Verilen Görev – Aşağıda yer alan Yargıtay kararı metnini tek bir karakterini dahi değiştirmeden baştan sona çıkarınız.

Dini İnanç ve Duygularının İstismarı Suretiyle Dolandırıcılık - Yargıtay 15. Ceza Dairesi 2017/26534 Esas 2020/10440 Karar Sayılı İlamı

Abaküs Yazılım
15. Ceza Dairesi
Esas No: 2017/26534
Karar No: 2020/10440
Karar Tarihi: 22.10.2020

Dini İnanç ve Duygularının İstismarı Suretiyle Dolandırıcılık - Yargıtay 15. Ceza Dairesi 2017/26534 Esas 2020/10440 Karar Sayılı İlamı

     Özet:

Sanıklar, dini inanç ve duygularının istismarı suretiyle dolandırıcılık suçundan mahkum edilmiştir. Olayda, sanıklar mağdurun yanına gelerek ona yardım edeceklerini söylemiş, daha sonra mağduru ara sokağa götürüp evindeki kıymetli eşyaları istemişlerdir. Sanıklar, bilezikleri göstererek mağduru 3. katta bulunan bir hoca tarafından okutulması gerektiğine inandırmış ve mağdurun bileziklerini çıkartmasını sağlamışlardır. Mağdur, sanıkların ayrılmasının ardından dolandırıldığını anlamış ve müştekiye teşhis etmiştir. Sanıklar, suçu işlediklerine dair delillerle mahkum edilmiştir.
TCK.nın 158/1.a, 168/1, 62, 52, 58. maddeleri gereğince ayrı ayrı mahkumiyet hükümleri verilmiştir. Ancak, sanıkların hapis cezalarının adli para cezasına çevrildiği ancak TCK\"nın 58. maddesinin ayrı ayrı uygulanması kanuna aykırı olduğu için, hükümler BOZULMAKLA BERABER yeniden yargılama yapılmaksızın düzeltilebileceği belirtilmiştir.

Gösterilen Veriler –

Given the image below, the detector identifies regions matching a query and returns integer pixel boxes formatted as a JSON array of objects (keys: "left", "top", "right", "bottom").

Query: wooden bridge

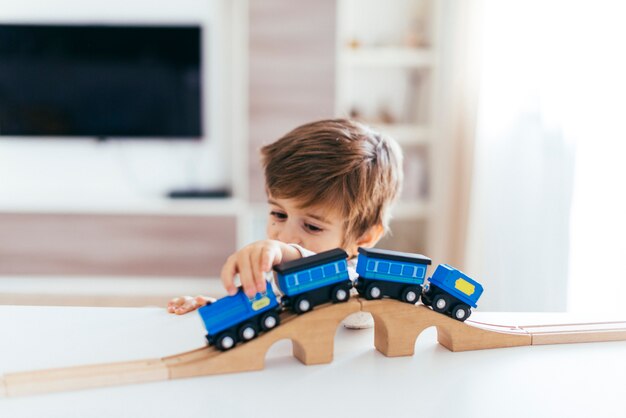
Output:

Görev Yanıtı –
Dini İnanç ve Duygularının İstismarı Suretiyle Dolandırıcılık - Yargıtay 15. Ceza Dairesi 2017/26534 Esas 2020/10440 Karar Sayılı İlamı

Abaküs Yazılım
15. Ceza Dairesi
Esas No: 2017/26534
Karar No: 2020/10440
Karar Tarihi: 22.10.2020

Dini İnanç ve Duygularının İstismarı Suretiyle Dolandırıcılık - Yargıtay 15. Ceza Dairesi 2017/26534 Esas 2020/10440 Karar Sayılı İlamı

     Özet:

Sanıklar, dini inanç ve duygularının istismarı suretiyle dolandırıcılık suçundan mahkum edilmiştir. Olayda, sanıklar mağdurun yanına gelerek ona yardım edeceklerini söylemiş, daha sonra mağduru ara sokağa götürüp evindeki kıymetli eşyaları istemişlerdir. Sanıklar, bilezikleri göstererek mağduru 3. katta bulunan bir hoca tarafından okutulması gerektiğine inandırmış ve mağdurun bileziklerini çıkartmasını sağlamışlardır. Mağdur, sanıkların ayrılmasının ardından dolandırıldığını anlamış ve müştekiye teşhis etmiştir. Sanıklar, suçu işlediklerine dair delillerle mahkum edilmiştir.
TCK.nın 158/1.a, 168/1, 62, 52, 58. maddeleri gereğince ayrı ayrı mahkumiyet hükümleri verilmiştir. Ancak, sanıkların hapis cezalarının adli para cezasına çevrildiği ancak TCK\"nın 58. maddesinin ayrı ayrı uygulanması kanuna aykırı olduğu için, hükümler BOZULMAKLA BERABER yeniden yargılama yapılmaksızın düzeltilebileceği belirtilmiştir.